▶ _Exercise details_
Please continue the text below about Ontario doctors planning job action, picking up after its last sentence.
--- Extract ---
TORONTO, Jan. 29, 2017 /CNW/ - Today, at a Special Meeting of Council, doctors in Ontario affirmed their confidence in the elected leaders of the Ontario Medical Association (OMA). Physicians are united in their goal of sending a strong message to government; and, planning is now underway for job action. This is the direct result of the province's on-going refusal to grant binding arbitration, a fair process, which is afforded to all other health-care workers.
"Ontario's doctors are on the verge of job action because the government has shown itself to be completely unwilling to work with us in a productive, professional, and respectful manner," said Dr. Virginia Walley, President of the OMA. "It is with profound disappointment that we must consider job action in order to achieve binding arbitration, which is necessary to right the current power imbalance with the government. This unfair and unreasonable situation allows the government to impose a health-care agenda on Ontario patients that is being developed without the input of the people that Ontarians trust – their physicians."
Over the last three years, Ontario's doctors have seen the government impose multiple, unilateral cuts to the Physician Services Budget, which funds all of the medical care patients need. Under the current government, sweeping and short-sighted changes to health-care legislation have been pushed through–ignoring input from those who treat patients in the community every day.
A recent survey by the OMA shows that members are more engaged than ever, with a substantial majority endorsing the need for job action if the current government approach continues.
--- Source information ---
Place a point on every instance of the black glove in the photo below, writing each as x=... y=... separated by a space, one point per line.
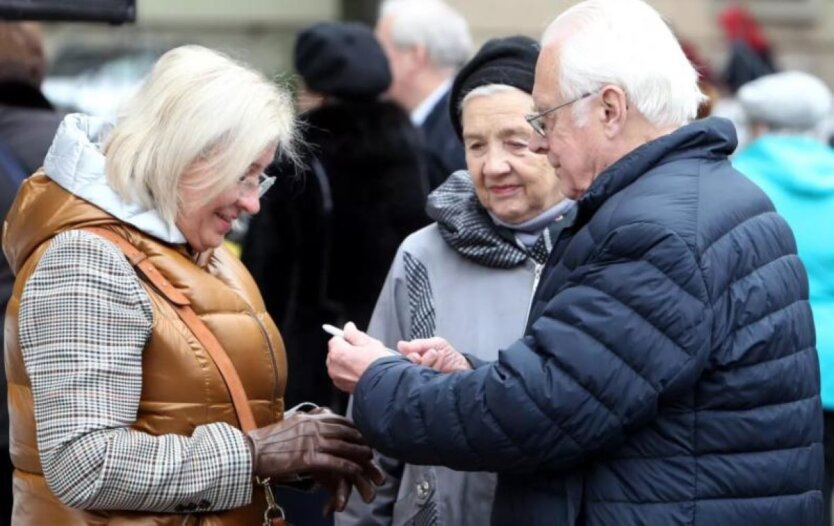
x=320 y=444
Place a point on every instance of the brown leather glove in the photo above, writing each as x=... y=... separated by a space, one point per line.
x=326 y=446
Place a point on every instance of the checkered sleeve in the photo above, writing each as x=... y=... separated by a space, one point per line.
x=84 y=322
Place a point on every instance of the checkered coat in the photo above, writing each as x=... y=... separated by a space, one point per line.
x=117 y=411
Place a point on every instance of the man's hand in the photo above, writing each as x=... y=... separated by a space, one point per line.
x=350 y=356
x=436 y=353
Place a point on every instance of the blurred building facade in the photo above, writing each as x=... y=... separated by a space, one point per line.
x=262 y=31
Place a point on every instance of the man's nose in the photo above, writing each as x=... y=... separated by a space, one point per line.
x=496 y=162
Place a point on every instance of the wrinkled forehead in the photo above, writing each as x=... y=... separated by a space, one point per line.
x=546 y=89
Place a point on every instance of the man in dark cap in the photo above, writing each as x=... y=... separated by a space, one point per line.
x=495 y=226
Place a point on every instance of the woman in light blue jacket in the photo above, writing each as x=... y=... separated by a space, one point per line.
x=795 y=168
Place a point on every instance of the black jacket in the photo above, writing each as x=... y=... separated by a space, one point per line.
x=445 y=154
x=325 y=237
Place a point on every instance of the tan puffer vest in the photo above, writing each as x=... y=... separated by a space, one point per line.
x=181 y=387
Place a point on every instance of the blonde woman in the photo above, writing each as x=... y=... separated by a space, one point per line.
x=121 y=410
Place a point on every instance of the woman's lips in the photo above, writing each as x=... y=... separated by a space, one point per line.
x=225 y=222
x=504 y=189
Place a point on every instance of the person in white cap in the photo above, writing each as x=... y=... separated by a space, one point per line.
x=790 y=161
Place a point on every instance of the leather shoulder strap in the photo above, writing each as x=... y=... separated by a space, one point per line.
x=182 y=305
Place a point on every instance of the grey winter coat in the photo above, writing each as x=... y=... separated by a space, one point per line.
x=463 y=279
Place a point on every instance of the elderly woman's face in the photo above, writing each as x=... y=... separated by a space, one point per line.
x=205 y=226
x=512 y=182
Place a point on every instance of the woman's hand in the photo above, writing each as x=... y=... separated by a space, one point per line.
x=323 y=445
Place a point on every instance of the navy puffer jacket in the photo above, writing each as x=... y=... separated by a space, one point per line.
x=668 y=377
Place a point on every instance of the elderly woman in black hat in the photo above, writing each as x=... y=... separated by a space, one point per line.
x=470 y=275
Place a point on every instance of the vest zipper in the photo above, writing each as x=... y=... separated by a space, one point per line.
x=537 y=274
x=271 y=356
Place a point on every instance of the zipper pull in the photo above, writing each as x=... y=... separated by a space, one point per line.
x=274 y=514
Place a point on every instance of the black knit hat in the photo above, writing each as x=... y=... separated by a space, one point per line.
x=510 y=61
x=342 y=59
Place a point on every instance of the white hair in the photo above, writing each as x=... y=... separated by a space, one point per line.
x=432 y=24
x=625 y=43
x=485 y=91
x=196 y=106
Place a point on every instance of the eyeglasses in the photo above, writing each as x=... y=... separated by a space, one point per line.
x=248 y=187
x=536 y=120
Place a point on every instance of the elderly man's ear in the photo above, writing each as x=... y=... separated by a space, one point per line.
x=613 y=110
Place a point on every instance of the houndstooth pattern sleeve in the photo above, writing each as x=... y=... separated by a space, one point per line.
x=84 y=321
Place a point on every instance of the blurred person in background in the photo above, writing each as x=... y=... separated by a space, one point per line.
x=122 y=381
x=471 y=275
x=750 y=52
x=27 y=126
x=791 y=161
x=362 y=191
x=668 y=374
x=426 y=42
x=27 y=119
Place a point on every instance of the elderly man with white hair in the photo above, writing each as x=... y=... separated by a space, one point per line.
x=668 y=374
x=426 y=42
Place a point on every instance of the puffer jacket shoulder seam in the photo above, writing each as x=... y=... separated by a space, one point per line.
x=768 y=315
x=642 y=317
x=620 y=358
x=733 y=228
x=758 y=268
x=541 y=410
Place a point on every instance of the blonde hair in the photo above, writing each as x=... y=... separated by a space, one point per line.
x=196 y=106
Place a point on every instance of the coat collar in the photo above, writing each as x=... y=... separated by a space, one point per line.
x=711 y=137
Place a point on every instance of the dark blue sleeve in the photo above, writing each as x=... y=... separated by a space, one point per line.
x=630 y=326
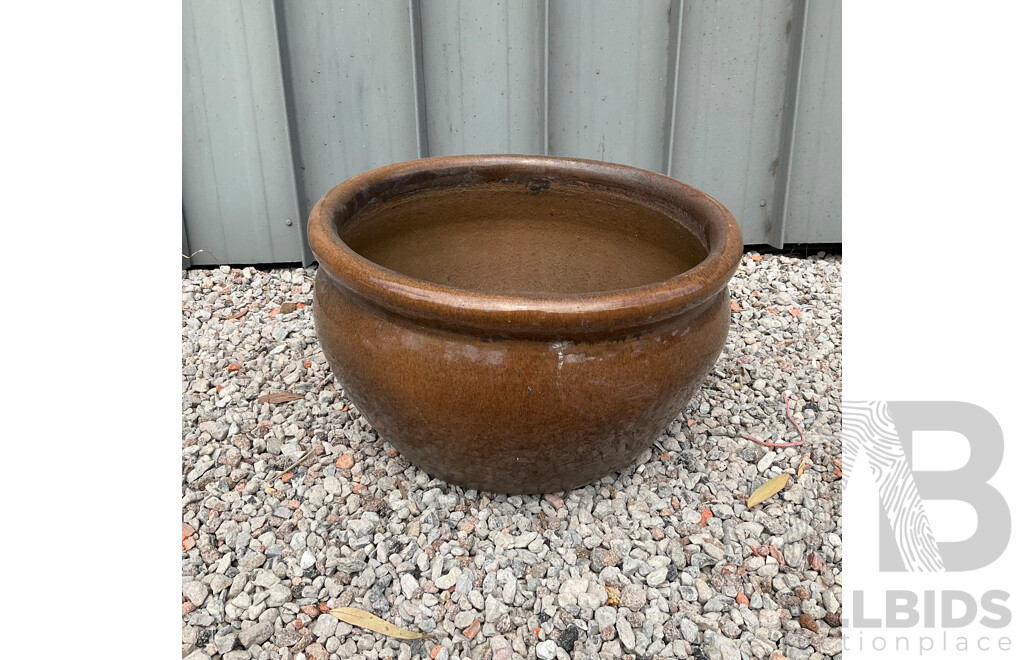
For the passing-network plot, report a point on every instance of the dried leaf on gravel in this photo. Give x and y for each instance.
(768, 489)
(472, 629)
(233, 316)
(279, 397)
(361, 618)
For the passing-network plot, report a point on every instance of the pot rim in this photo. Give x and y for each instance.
(506, 314)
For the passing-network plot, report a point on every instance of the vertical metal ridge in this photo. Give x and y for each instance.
(672, 75)
(788, 130)
(547, 88)
(419, 89)
(291, 129)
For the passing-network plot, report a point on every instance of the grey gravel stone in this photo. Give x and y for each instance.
(196, 591)
(626, 634)
(326, 625)
(256, 633)
(546, 650)
(633, 597)
(377, 533)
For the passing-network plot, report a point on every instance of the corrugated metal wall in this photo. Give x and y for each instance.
(283, 100)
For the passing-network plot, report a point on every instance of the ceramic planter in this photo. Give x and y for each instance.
(519, 323)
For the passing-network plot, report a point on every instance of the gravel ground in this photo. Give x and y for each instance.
(695, 573)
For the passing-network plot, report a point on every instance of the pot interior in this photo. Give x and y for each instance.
(510, 238)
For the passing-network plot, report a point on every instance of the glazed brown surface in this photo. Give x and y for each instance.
(520, 323)
(507, 238)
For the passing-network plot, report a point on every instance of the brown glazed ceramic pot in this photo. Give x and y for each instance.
(520, 323)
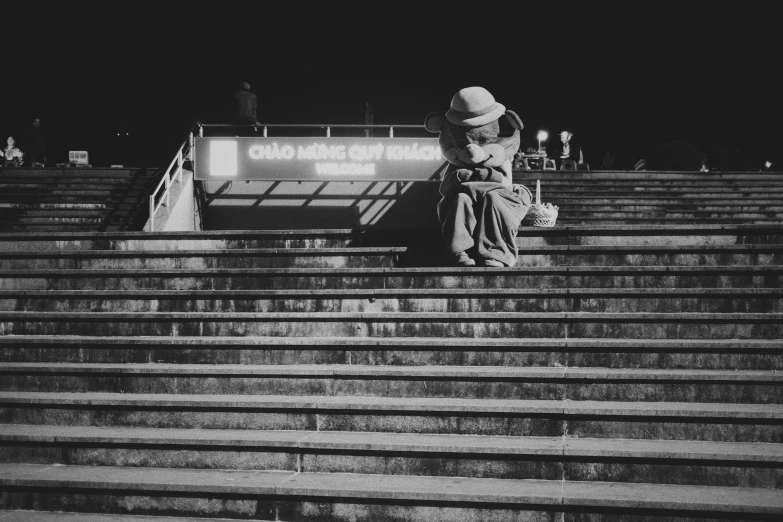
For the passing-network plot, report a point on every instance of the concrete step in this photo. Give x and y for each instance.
(745, 208)
(400, 324)
(757, 465)
(556, 255)
(755, 354)
(559, 277)
(614, 235)
(477, 382)
(632, 213)
(328, 495)
(21, 515)
(614, 300)
(641, 176)
(539, 418)
(664, 221)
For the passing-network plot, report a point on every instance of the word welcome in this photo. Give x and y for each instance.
(356, 153)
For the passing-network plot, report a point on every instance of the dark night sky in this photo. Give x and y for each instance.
(626, 75)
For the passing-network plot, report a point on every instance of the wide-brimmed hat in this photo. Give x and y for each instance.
(474, 107)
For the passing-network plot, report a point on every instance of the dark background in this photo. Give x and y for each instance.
(623, 75)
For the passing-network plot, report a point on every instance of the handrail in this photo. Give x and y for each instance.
(183, 153)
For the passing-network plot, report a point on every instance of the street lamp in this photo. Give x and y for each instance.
(542, 136)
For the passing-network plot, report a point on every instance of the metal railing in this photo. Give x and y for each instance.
(326, 126)
(173, 172)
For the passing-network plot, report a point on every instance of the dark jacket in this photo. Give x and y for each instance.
(246, 104)
(575, 148)
(34, 144)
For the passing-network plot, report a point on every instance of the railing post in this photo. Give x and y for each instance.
(152, 212)
(168, 185)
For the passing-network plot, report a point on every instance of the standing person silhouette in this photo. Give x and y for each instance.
(245, 106)
(34, 144)
(571, 150)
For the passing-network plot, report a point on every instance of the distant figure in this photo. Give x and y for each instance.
(571, 150)
(245, 106)
(609, 161)
(12, 156)
(34, 144)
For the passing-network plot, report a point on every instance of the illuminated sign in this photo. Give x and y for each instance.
(383, 159)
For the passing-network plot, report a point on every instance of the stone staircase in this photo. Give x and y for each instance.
(607, 197)
(66, 200)
(619, 372)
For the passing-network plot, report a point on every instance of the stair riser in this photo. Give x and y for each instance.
(309, 327)
(748, 304)
(763, 279)
(543, 425)
(448, 356)
(534, 238)
(269, 261)
(645, 391)
(669, 207)
(388, 260)
(543, 467)
(368, 328)
(645, 214)
(243, 508)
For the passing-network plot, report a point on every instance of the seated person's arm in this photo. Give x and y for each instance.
(492, 174)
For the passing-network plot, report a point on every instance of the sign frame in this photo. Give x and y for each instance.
(318, 159)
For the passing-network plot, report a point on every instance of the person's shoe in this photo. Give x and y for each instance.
(493, 263)
(463, 259)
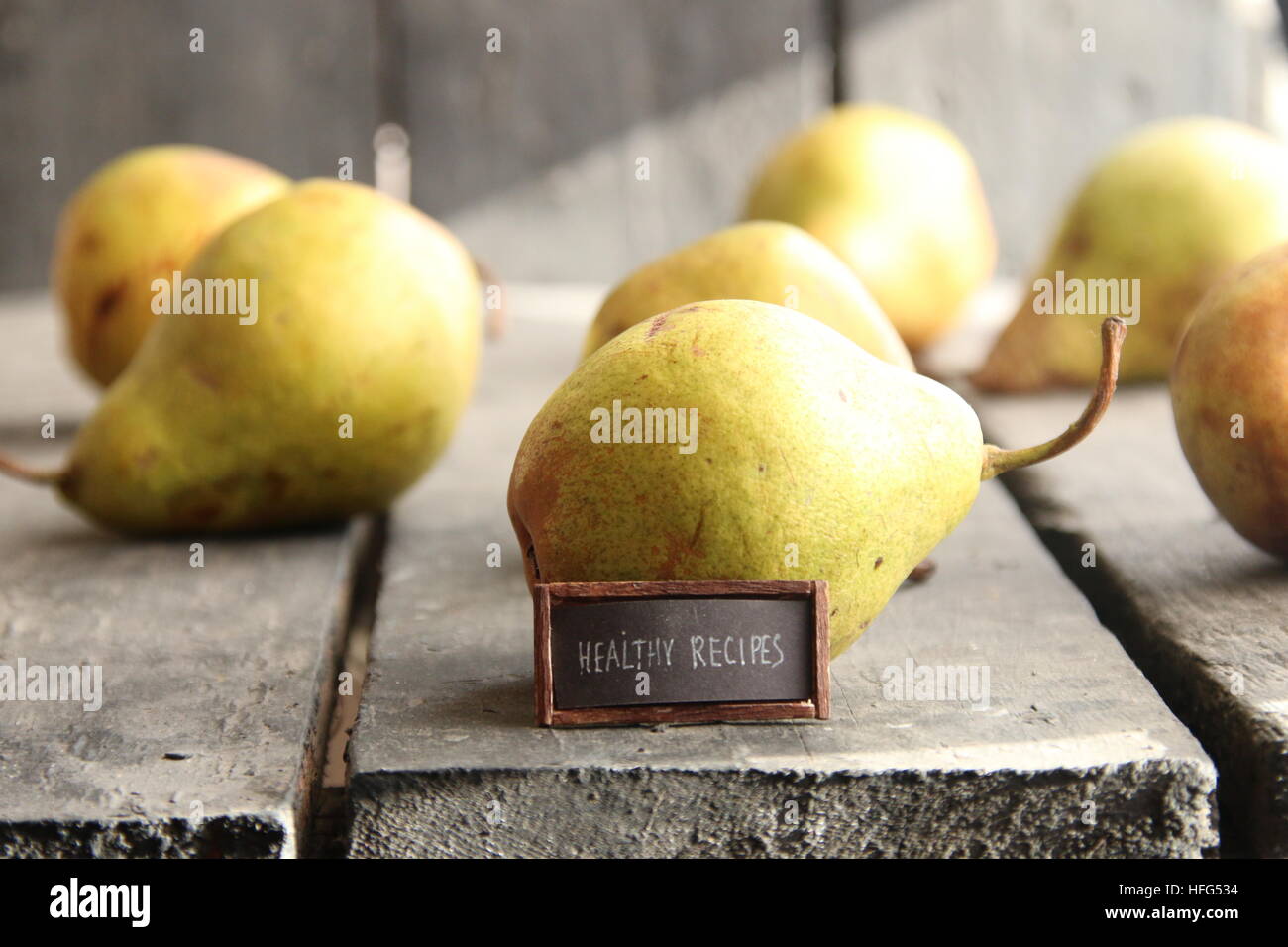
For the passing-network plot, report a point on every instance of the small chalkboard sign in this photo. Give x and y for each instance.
(681, 652)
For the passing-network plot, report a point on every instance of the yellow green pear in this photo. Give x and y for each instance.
(894, 195)
(761, 261)
(334, 352)
(737, 440)
(141, 218)
(1231, 398)
(1163, 217)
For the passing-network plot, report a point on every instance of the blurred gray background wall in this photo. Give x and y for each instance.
(531, 153)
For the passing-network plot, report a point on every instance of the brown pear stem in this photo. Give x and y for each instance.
(1113, 330)
(22, 472)
(496, 318)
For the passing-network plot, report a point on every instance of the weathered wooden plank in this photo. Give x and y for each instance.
(446, 758)
(1203, 612)
(214, 680)
(290, 82)
(1035, 98)
(532, 153)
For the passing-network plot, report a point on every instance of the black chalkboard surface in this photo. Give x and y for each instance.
(643, 652)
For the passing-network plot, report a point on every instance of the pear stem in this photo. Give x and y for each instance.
(22, 472)
(498, 317)
(997, 460)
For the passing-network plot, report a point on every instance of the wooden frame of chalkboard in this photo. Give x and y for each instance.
(552, 596)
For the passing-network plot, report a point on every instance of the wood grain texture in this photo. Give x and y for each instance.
(1201, 609)
(446, 759)
(529, 154)
(214, 680)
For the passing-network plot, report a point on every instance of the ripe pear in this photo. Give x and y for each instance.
(141, 218)
(800, 457)
(1175, 206)
(330, 401)
(1231, 398)
(897, 196)
(764, 261)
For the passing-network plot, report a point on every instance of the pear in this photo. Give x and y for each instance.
(777, 449)
(897, 196)
(1175, 206)
(764, 261)
(1231, 398)
(330, 398)
(141, 218)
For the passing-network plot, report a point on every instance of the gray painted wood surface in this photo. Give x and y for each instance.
(213, 678)
(446, 759)
(1201, 609)
(529, 153)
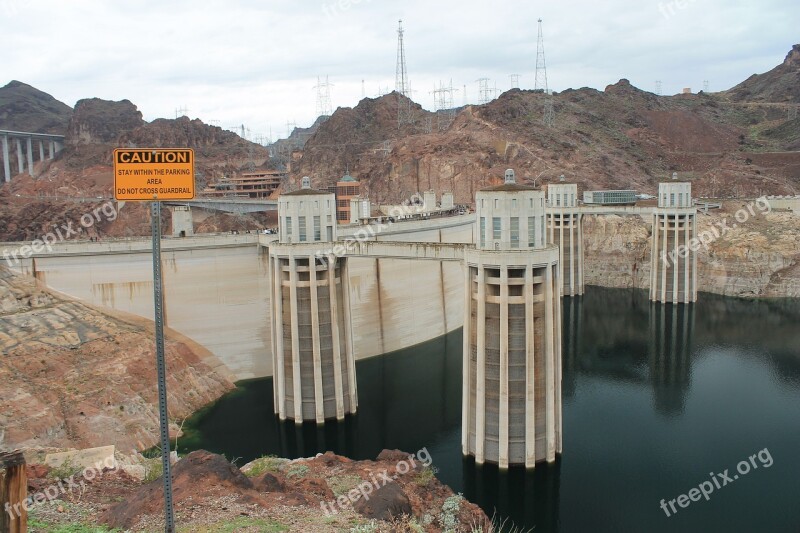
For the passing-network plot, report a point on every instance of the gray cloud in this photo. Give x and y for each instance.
(255, 63)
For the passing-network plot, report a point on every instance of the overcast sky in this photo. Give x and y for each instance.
(256, 63)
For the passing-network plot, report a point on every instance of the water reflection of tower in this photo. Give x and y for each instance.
(527, 497)
(671, 332)
(572, 342)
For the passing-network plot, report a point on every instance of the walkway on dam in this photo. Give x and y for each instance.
(54, 145)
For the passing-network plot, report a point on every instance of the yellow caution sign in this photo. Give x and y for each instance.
(148, 174)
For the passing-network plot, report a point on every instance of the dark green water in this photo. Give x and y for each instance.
(656, 400)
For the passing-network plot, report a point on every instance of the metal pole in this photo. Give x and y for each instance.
(158, 296)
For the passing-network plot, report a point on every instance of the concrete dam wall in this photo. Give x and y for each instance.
(216, 290)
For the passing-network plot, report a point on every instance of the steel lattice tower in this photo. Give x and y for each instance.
(541, 80)
(323, 97)
(541, 67)
(401, 80)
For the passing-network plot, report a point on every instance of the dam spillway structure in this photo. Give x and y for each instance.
(511, 406)
(673, 272)
(565, 229)
(312, 342)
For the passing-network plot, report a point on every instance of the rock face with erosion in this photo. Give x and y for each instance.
(301, 495)
(73, 376)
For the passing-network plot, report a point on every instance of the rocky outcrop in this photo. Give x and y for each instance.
(302, 496)
(97, 121)
(781, 84)
(72, 376)
(25, 108)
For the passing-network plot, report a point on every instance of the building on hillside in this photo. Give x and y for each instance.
(258, 184)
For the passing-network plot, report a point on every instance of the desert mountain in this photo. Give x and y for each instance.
(25, 108)
(781, 84)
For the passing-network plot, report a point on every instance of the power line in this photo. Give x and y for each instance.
(401, 81)
(548, 115)
(323, 97)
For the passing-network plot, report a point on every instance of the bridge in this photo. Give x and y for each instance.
(55, 143)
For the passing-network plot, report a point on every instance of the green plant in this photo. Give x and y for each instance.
(449, 515)
(369, 527)
(424, 477)
(297, 471)
(65, 470)
(343, 484)
(153, 468)
(35, 525)
(267, 463)
(242, 522)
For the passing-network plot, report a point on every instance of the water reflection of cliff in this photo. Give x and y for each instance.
(629, 339)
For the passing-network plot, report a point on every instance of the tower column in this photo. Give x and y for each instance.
(297, 394)
(30, 156)
(20, 155)
(279, 371)
(480, 370)
(6, 162)
(549, 367)
(503, 407)
(530, 378)
(315, 347)
(673, 275)
(336, 340)
(466, 366)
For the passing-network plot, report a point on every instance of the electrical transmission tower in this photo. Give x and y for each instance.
(443, 105)
(485, 93)
(401, 81)
(540, 83)
(323, 97)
---
▶ _Output below_
It is a fact that more health-care funding is needed to meet the requirements of our aging and growing population. A recent report from the Financial Accountability Office (FAO), an independent branch of the government, shows a substantial gap between what the province is willing to fund for health care and what it will actually cost to provide Ontarians with the care they need. Ontario's population is growing and aging, yet the FAO clearly points out that that the government is funding less than half of the growth in demand for the necessary care that physicians provide. At the same time, the government is cutting the funds available for front-line physician services and creating vast new, expensive bureaucracies with Local Health Integration Networks (LHINs) and the new sub-LHINs.
"Physicians cannot, on behalf of our patients and the integrity of the system, allow the government to attack health care any longer," said Dr. Walley. "The government is knowingly underfunding the medically necessary care that patients need and have forced the creation of long wait-lists for tests and treatments."
No further public comment on the Special Meeting of OMA Council will be made at this time.
The Ontario Medical Association (OMA) represents more than 42,000 physicians and medical students across the province. Ontario's doctors work closely with patients to encourage healthy living practices and illness prevention. In addition to delivering front-line services to patients, Ontario's doctors play a significant role in helping shape health care policy, as well as implementing initiatives that strengthen and enhance Ontario's health care system.